Your instructions
Give every entry again, unchanged, and leave its images out.

Given records
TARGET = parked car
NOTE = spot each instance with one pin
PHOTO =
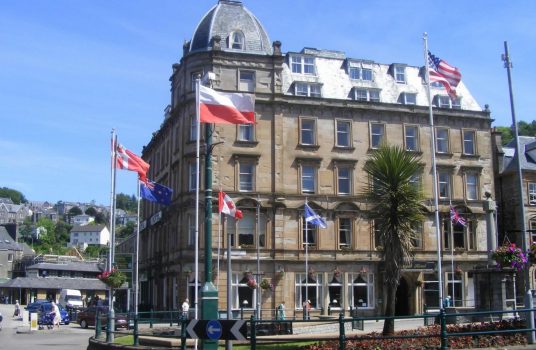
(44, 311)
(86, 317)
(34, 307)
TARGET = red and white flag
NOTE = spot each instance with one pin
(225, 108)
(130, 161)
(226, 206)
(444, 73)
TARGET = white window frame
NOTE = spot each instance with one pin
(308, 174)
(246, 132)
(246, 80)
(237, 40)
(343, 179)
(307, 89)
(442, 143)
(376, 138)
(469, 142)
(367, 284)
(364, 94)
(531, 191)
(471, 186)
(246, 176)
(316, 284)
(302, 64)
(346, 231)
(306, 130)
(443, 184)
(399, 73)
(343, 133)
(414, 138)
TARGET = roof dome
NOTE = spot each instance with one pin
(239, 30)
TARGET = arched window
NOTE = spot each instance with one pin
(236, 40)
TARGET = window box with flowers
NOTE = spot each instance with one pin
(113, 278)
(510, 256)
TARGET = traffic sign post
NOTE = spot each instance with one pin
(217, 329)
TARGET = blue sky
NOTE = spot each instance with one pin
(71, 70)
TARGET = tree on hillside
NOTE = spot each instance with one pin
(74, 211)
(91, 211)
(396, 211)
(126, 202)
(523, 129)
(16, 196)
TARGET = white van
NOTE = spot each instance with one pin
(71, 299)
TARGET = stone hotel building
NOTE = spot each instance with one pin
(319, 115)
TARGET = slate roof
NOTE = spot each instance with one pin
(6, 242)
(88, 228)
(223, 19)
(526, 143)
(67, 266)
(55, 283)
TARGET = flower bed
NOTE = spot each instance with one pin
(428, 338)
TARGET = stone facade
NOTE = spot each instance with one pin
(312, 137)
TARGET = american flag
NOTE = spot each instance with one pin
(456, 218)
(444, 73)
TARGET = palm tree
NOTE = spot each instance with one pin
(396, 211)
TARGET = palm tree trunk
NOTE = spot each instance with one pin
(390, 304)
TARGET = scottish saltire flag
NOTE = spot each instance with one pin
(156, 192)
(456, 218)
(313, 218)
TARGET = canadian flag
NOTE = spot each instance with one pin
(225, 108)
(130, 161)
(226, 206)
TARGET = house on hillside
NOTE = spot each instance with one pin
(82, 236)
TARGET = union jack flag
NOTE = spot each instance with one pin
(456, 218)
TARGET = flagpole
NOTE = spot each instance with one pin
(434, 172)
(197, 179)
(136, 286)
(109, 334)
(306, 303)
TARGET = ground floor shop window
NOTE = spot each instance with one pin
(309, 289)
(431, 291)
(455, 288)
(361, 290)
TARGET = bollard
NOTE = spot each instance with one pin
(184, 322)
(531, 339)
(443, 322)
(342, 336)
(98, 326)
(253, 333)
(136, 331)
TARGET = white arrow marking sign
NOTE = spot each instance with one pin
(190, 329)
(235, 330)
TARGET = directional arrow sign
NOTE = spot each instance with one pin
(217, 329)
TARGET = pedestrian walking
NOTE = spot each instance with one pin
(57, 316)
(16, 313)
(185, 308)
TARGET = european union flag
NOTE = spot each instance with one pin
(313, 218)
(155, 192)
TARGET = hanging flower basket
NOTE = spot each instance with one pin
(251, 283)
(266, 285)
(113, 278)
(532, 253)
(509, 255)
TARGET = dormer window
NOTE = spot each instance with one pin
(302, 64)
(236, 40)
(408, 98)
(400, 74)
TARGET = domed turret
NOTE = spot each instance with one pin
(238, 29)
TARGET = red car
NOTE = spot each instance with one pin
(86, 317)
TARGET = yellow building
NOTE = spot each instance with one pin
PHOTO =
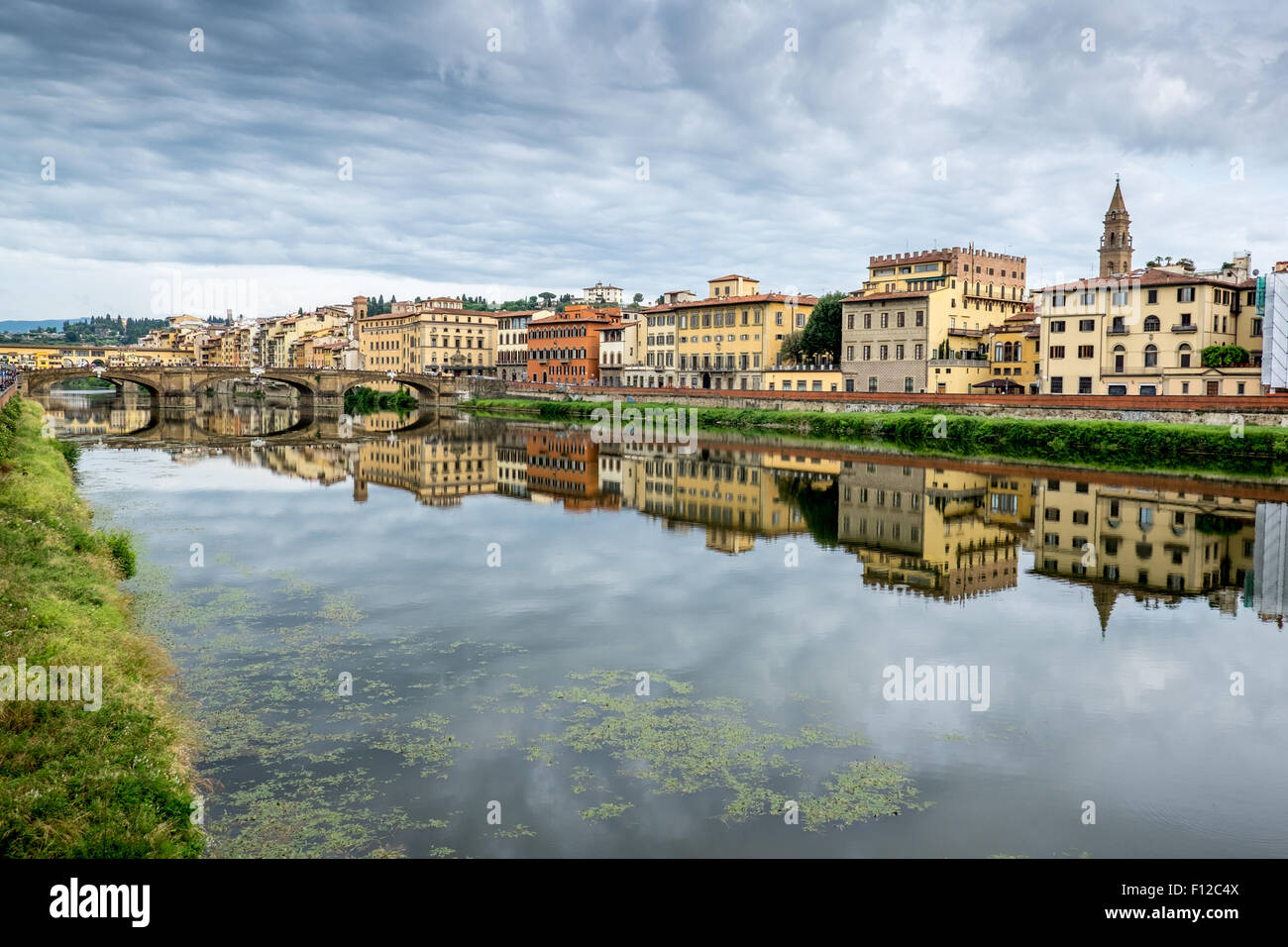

Result of this task
TARGET = parked car
NOTE = spot each instance with one pin
PHOTO =
(44, 311)
(86, 317)
(34, 307)
TARGET = red and white flag
NOTE = spot each instance with one pin
(225, 108)
(130, 161)
(226, 206)
(444, 73)
TARGET = white window frame
NOTE = spot each instance with one pin
(308, 174)
(246, 132)
(246, 80)
(237, 40)
(343, 179)
(307, 89)
(442, 143)
(376, 138)
(469, 142)
(367, 284)
(364, 94)
(531, 191)
(471, 186)
(246, 176)
(316, 284)
(302, 64)
(346, 231)
(306, 130)
(443, 184)
(399, 73)
(343, 133)
(414, 138)
TARGET = roof dome
NOTE = spot each instance with one pin
(239, 30)
TARGET = arched window
NOTE = spot each instance with one pin
(236, 40)
TARGET = window box with flowers
NOTE = spot each instance with one pin
(113, 278)
(510, 256)
TARGET = traffic sign post
NOTE = spot each instance with one pin
(217, 329)
TARGET = blue sky
NOTE = spot each instance with one pin
(71, 70)
TARGET = tree on hillside
NOTE = spot each instance with one pin
(74, 211)
(91, 211)
(396, 211)
(126, 202)
(523, 129)
(16, 196)
TARGET = white van
NOTE = spot each instance with one pin
(71, 299)
TARGET = stone hotel building
NOTE = spot each instance with one pin
(319, 115)
TARGET = slate roof
NOTE = spot each instance with one pin
(6, 242)
(88, 228)
(223, 19)
(526, 143)
(67, 266)
(55, 283)
TARGET = flower bed
NOTE = spot each instance with one pin
(428, 338)
TARGET = stone facade
NOTE = spot each instance with one pin
(312, 137)
TARGET = american flag
NOTE = spot each instance with one pin
(456, 218)
(444, 73)
TARGET = palm tree
NOTE = spot each instance with one pin
(396, 211)
TARGET = palm tree trunk
NOTE = spot each instance with one pin
(390, 304)
TARGET = scottish saltire flag
NOTE = spot each instance with one pin
(156, 192)
(456, 218)
(313, 218)
TARGET = canadian flag
NOTE = spot each instance with one pin
(225, 108)
(130, 161)
(226, 206)
TARGET = house on hillside
NOTE = spot each instance with one pin
(82, 236)
TARGET = union jack flag
NOTE = spot each instance with one pin
(456, 218)
TARGET = flagpole
NOTE = spot each instance with one pin
(434, 172)
(197, 179)
(136, 286)
(109, 334)
(306, 303)
TARGET = ground floor shop window
NOTE = spot each instance with one pin
(309, 289)
(431, 291)
(455, 288)
(361, 290)
TARGET = bollard
NOTE = spot each instance with one pin
(184, 322)
(531, 339)
(443, 322)
(342, 336)
(98, 326)
(253, 333)
(136, 331)
TARGET = white arrow marking sign
NOTE = spot each instance with one pin
(190, 329)
(235, 330)
TARGET = directional arrow sign
NOTE = spot each instance with one pin
(217, 329)
TARGET = pedestrian walking
NOTE = spot each instance with one pin
(57, 316)
(16, 313)
(185, 308)
TARGET = european union flag
NOTE = spot each instance with one pin
(313, 218)
(155, 192)
TARGET = hanging flower basket
NOTE = spot each instance with one pin
(251, 283)
(266, 285)
(113, 278)
(532, 253)
(509, 255)
TARGET = dormer window
NOTE = spot each instance with one pin
(302, 64)
(236, 40)
(408, 98)
(400, 74)
TARGET = domed turret
NOTE = spot each instance with one pin
(238, 29)
TARGET = red car
NOTE = spot each instance with one pin
(86, 317)
TARGET = yellow building
NOTE = spot each instance with one pin
PHOTO =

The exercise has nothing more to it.